* [Task description] Identify each line in the records below that contains the string "lamp" and copy each such line.
● ● ● ●
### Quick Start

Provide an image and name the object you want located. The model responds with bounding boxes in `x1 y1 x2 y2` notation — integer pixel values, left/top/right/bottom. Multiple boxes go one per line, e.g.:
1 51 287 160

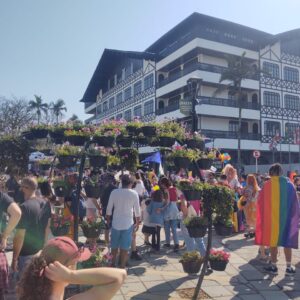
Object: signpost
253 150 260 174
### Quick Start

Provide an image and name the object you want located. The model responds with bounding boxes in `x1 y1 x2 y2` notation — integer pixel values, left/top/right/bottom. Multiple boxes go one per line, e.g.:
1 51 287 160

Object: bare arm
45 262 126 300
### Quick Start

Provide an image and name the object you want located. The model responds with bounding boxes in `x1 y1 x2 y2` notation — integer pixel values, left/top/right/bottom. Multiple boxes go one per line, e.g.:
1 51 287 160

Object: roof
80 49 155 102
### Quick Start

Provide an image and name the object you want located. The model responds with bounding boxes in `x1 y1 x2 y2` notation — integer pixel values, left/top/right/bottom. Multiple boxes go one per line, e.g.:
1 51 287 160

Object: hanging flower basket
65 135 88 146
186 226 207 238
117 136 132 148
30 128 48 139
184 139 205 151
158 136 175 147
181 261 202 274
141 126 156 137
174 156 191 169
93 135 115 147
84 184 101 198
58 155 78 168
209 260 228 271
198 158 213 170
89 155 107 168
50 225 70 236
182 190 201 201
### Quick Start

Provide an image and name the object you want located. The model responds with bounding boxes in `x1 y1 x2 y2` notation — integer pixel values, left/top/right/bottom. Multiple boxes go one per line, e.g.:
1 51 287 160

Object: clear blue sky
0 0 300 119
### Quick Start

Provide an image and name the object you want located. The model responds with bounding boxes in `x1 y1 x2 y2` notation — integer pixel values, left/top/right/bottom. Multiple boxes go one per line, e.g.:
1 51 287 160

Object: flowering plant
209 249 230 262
● ● ● ●
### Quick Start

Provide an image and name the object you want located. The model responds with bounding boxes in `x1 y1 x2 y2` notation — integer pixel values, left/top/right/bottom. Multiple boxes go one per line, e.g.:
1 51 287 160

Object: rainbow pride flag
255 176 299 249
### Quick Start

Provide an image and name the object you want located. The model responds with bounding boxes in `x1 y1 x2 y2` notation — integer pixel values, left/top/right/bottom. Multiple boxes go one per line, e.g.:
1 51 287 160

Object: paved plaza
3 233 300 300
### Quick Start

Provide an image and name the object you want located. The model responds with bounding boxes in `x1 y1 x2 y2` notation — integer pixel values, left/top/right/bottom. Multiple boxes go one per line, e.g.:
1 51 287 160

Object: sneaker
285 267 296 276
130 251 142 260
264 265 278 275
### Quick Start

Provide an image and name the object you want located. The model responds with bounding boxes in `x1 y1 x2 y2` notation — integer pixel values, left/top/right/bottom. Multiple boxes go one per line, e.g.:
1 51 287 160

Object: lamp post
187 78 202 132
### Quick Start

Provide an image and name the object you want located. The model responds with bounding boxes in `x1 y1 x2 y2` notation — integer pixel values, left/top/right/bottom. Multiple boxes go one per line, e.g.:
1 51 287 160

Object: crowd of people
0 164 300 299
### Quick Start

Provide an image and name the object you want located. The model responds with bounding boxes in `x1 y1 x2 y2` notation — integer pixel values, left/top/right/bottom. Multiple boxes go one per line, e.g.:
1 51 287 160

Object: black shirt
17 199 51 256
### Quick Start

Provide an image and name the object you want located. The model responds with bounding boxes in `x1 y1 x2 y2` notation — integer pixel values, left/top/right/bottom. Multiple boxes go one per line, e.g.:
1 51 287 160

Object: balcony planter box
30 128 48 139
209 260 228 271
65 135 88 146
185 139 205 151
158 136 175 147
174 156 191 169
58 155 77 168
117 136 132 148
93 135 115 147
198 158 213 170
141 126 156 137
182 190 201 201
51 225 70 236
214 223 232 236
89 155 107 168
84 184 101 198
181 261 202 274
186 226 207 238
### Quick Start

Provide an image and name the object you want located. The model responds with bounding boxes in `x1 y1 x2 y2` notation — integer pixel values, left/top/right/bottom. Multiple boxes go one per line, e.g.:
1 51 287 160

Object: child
● ● ● ●
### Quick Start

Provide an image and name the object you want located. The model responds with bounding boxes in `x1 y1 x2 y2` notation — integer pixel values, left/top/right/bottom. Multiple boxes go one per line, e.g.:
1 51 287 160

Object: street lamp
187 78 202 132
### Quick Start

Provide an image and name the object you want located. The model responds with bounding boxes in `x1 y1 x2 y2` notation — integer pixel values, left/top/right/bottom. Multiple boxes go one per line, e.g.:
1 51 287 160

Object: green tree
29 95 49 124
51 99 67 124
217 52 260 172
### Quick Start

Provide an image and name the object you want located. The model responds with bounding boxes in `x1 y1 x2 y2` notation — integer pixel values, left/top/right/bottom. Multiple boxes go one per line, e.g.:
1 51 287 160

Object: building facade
● ● ● ●
* [Result]
Object: lamp post
Object: street lamp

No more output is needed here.